The new comedy Splitsville amusingly diagnoses several urgent social ills. The film mocks those who treat marriage not as an expression of solemn vows but as a ticket to unfettered happiness to be discarded at the first sign of discontent; it also excoriates those who view the institution as so meaningless – just a piece of paper – as to persist in the midst of openly acknowledged affairs, romances and one-night stands.
In its own coarse, fumbling way, Splitsville has an instinctive sense of how human beings long for monogamy and order even while they court freedom and licentiousness.
Splitsville stars Kyle Marvin and Adria Arjona as Carey and Ashley, a young couple who, 14 months after getting hitched, find themselves with different notions about the success of their union. Carey, a go-along-to-get-along pushover, yearns for fatherhood, while Ashley, a life coach bent on her own ever-changing self-actualization, finds herself restive. After Ashley hastily announces her intention to separate while on a road trip, Carey – whose androgynous-sounding name suggests something of his lack of moxie – abandons their car and, in comic fashion, treks through a series of geographically questionable dirt roads, byways, marshes and lakes toward his destination, the paradisal home of his seemingly well-off best friends, marrieds Paul (played by director and co-writer Michael Angelo Covino) and Julie (Dakota Johnson).

=== Prompt ===
In the passage on Splitsville, what is Ashley's job?

=== Information ===
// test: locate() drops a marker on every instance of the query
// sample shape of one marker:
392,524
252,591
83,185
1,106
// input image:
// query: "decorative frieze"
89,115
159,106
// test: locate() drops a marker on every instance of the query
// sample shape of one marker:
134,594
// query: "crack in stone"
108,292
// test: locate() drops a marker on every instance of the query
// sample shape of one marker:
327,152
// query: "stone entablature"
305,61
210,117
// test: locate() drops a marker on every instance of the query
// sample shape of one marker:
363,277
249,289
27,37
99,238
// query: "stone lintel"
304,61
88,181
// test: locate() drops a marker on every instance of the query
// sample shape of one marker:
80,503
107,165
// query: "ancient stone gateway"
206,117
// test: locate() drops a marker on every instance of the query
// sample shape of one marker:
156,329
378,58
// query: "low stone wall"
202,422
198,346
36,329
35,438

=== Result of this exercise ===
She is a life coach.